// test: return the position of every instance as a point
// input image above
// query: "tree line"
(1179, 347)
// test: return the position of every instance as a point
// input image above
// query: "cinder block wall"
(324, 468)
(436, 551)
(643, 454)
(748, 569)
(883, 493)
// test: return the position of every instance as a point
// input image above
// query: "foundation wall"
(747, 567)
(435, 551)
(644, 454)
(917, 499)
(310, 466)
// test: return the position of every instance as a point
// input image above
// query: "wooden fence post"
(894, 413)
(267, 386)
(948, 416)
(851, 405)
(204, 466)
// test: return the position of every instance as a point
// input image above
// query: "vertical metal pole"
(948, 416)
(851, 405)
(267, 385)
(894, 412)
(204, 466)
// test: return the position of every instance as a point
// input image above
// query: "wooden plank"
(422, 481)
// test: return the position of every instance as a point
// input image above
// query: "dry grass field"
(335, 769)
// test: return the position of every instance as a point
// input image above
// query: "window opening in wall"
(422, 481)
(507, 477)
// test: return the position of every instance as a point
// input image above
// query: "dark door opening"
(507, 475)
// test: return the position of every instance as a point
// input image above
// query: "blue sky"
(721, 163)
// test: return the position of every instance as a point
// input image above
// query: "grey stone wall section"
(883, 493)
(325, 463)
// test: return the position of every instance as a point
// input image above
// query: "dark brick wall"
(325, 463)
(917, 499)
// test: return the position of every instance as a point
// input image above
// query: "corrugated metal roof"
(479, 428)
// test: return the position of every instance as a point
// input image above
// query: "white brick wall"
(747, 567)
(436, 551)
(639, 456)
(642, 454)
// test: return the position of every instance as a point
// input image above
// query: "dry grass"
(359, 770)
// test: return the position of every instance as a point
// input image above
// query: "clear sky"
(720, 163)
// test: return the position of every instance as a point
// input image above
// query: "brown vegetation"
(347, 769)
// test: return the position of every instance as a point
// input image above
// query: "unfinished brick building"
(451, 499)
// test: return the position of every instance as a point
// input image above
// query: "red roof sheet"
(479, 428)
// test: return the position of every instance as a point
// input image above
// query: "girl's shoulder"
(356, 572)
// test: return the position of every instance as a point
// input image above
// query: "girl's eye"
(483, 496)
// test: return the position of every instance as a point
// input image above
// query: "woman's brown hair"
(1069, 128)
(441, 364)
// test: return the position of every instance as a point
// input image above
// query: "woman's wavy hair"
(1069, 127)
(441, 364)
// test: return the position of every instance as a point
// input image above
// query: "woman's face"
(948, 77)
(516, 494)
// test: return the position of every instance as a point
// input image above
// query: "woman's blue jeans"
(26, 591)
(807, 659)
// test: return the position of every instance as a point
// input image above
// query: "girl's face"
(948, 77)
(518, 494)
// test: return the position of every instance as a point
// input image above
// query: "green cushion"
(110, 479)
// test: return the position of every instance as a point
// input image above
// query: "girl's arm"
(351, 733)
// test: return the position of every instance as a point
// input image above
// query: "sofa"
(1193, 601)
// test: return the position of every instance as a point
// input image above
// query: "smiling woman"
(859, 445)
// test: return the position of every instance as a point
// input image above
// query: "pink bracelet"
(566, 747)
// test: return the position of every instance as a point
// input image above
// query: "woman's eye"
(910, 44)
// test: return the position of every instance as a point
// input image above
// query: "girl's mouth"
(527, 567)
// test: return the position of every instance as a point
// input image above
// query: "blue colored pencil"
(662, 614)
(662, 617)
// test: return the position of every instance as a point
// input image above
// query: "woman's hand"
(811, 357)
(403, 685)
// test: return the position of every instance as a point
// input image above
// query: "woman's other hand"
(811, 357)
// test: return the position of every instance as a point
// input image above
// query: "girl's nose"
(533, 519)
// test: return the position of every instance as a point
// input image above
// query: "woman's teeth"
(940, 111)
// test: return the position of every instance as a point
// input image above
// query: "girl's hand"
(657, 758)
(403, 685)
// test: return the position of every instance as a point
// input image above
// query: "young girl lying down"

What you need to do = Reproduce every one of the rows above, line for line and character for character, with no changes.

Reply to the exercise =
// test: return the position of every instance as a point
// input image above
// query: "tree line"
(1179, 347)
// test: return the position of every instance as a point
// input image above
// query: "cinder block wall"
(324, 468)
(436, 551)
(643, 454)
(748, 569)
(883, 493)
// test: return the position of every instance as a point
// input image above
// query: "foundation wall"
(747, 567)
(435, 551)
(644, 454)
(917, 499)
(310, 466)
// test: return the position of every instance as a point
// input image above
// query: "wooden fence post"
(894, 413)
(267, 386)
(948, 416)
(851, 405)
(204, 466)
// test: return the position of every instance as a point
// input image above
// query: "vertical metal pole"
(948, 416)
(851, 405)
(267, 385)
(894, 412)
(204, 466)
// test: return the position of every instance as a point
// input image above
// query: "wooden plank"
(422, 481)
// test: return the position of every instance as a point
// input image above
// query: "dry grass field"
(335, 769)
// test: return the position of every instance as a point
// input image above
// query: "window opening in wall"
(422, 481)
(507, 477)
// test: return the position of every instance as a point
// input image above
// query: "dark door opening"
(507, 475)
// test: return the position of every instance as a point
// input image above
// query: "blue sky"
(721, 163)
// test: return the position of every instance as a point
// input image above
// query: "grey stone wall section"
(883, 493)
(325, 463)
// test: return the position of every instance as a point
// input image above
// query: "dark brick wall"
(325, 463)
(917, 499)
// test: return the position of every instance as a point
// input image above
// query: "corrugated metal roof"
(479, 428)
// test: return the position of every instance as a point
// input image above
// query: "white brick wall"
(747, 567)
(436, 551)
(639, 456)
(642, 454)
// test: return the position of every instance as a point
// input image above
// query: "dry grass"
(359, 770)
// test: return the position of every instance as a point
// input image above
// query: "clear sky"
(720, 163)
// test: return the position of every instance as a point
// input image above
// query: "brown vegetation"
(347, 769)
// test: return the position of every instance as a point
// input image above
// query: "unfinished brick building"
(451, 499)
// test: return the position of every instance as a point
// input image above
// query: "red roof sheet"
(479, 428)
// test: return the position of every instance as a point
// input image above
// query: "girl's shoulder"
(356, 572)
// test: return the position of every instance as a point
// input image above
// query: "girl's eye"
(483, 496)
// test: return the position of every instance as a point
// input image above
// query: "woman's brown hair"
(1069, 128)
(441, 364)
// test: return the position of every instance as a point
// input image above
// query: "woman's wavy hair"
(1069, 127)
(441, 364)
// test: return the position of every instance as a point
// input image above
// query: "woman's face"
(948, 77)
(516, 494)
// test: return the position of every instance as a point
// input image above
// query: "woman's blue jeans"
(26, 591)
(807, 659)
// test: return the position of every instance as a point
// input image above
// query: "girl's face"
(948, 77)
(518, 494)
// test: return the position of every instance as a point
// input image above
// query: "green cushion"
(110, 479)
// test: return the position of every instance as a point
// input image above
// query: "girl's arm"
(351, 733)
// test: return the position of every instance as a point
// input image above
// query: "sofa"
(1193, 601)
// test: return the position of every instance as a point
// input image above
// query: "smiling woman"
(859, 445)
// test: return the position of every instance as a point
// input image above
// query: "pink bracelet"
(566, 747)
// test: return the position of every instance as a point
// input image above
// query: "woman's eye"
(910, 44)
// test: return the position of every instance as a point
// input image above
// query: "girl's mouth"
(527, 567)
// test: return the position of every instance as a point
// input image above
// query: "blue colored pencil"
(662, 614)
(662, 617)
// test: return the position of every instance as a point
// input image above
// query: "woman's hand"
(811, 357)
(403, 685)
// test: return the position of every instance as a point
// input image above
// query: "woman's other hand"
(811, 357)
// test: return the position of every instance as a point
// input image above
// query: "girl's nose"
(533, 519)
// test: return the position of every instance as a point
// input image above
// query: "woman's teeth"
(940, 111)
// test: return the position of every instance as a point
// input image above
// query: "girl's hand"
(657, 758)
(403, 685)
// test: return the position of every instance as a point
// input image above
// query: "young girl lying down"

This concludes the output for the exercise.